▶ [Set exercise] Edit the rows below by replacing every "instance" with "occurrence", and leave all other text unchanged.

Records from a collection

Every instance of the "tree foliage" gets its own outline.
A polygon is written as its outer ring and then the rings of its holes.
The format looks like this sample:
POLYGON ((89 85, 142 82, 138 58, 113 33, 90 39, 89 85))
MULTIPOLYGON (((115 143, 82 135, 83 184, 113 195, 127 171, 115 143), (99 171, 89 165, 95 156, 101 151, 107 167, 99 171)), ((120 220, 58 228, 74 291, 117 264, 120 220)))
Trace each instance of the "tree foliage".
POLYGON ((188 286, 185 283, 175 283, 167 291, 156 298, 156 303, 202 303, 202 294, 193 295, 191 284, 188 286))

▶ [Solution to this exercise]
Every occurrence of the "tree foliage" gets its own outline.
A polygon is written as its outer ring and then the rings of its holes.
The format looks like this sample:
POLYGON ((89 85, 142 82, 138 58, 113 33, 90 39, 89 85))
MULTIPOLYGON (((115 143, 82 135, 83 184, 113 195, 127 171, 115 143), (99 171, 89 165, 95 156, 101 151, 107 167, 99 171)), ((120 220, 58 228, 74 291, 117 264, 120 220)))
Trace each occurrence of the "tree foliage".
POLYGON ((188 286, 185 283, 175 283, 167 291, 156 298, 156 303, 202 303, 202 294, 193 295, 191 284, 188 286))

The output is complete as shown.